■ **Action item**
Can you pick up the description of the 1851 Dripps map of Manhattan and continue it from its last sentence?

"Dripps I" -- First Edition of the First Map of Manhattan with Building-level Detail.
Monumental in scale and ambition, the Map of the City of New York Extending Northward to Fiftieth St. is the first printed map to depict, in detail, every lot and building in Manhattan. Published in 1851 by Matthew Dripps and surveyed by John F. Harrison, it captures the city at a critical moment of expansion, documenting its streets, businesses, and institutions with remarkable precision. At over seven feet in height, the map is an extraordinary achievement in urban cartography, presenting a wealth of information on the burgeoning city.
Building-Level Detail
The names of businesses, public institutions, and religious establishments provide insight into the city’s economic and social development. Near the New York Hospital on Church Street, a cluster of institutions—“(Colored) Pub Prim Sch No. 5,” “Colored Sch. No. 2,” “Colored Bapt. Ch.,” and “Afrn. M.E. Ch.”—shows the presence of New York’s free Black community and their efforts to establish educational and religious institutions.

■ **Entries supplied**
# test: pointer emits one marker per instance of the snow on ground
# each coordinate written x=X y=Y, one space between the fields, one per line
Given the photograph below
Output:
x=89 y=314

■ **Task response**
Along the South Street docks, the map captures industries tied to maritime commerce, including “Tobacco Inspection No. 1 & 2,” “Sperm Oil Fcty.,” “Mast & Spar Yd.,” and “Oil & Candle Facty.” Ferries connect to Brooklyn. The “Bapt. Mariners Ch.” reflects the large seafaring population.
The Astor Place Opera House appears on the map two years after the Astor Place Riot of 1849, when class tensions and nationalist rivalries between supporters of British actor William Macready and American actor Edwin Forrest erupted in violence, leaving at least 22 dead.
The Colored Orphan Asylum (1836–1863) is marked, later burned down during the Draft Riots of 1863. The Croton Reservoir appears where the New York Public Library now stands, built to supply the city with clean drinking water. The Asylum for Friendless Boys is also noted.
Inset illustrations show important civic and cultural institutions, including New York University (upper left), the Distributing Reservoir, the Astor Free Library, the Society Library, the Merchants Exchange, the U.S. Custom House (lower right), the N.Y. Free Academy, City Hall, and Odd Fellows Hall.
The northern section of the map shows the planned city grid extending into undeveloped land. Harrison’s survey work records both the existing city and the framework for its continued expansion. Dripps, a prolific publisher of New York maps, produced some of the most detailed and commercially significant cartography of the period.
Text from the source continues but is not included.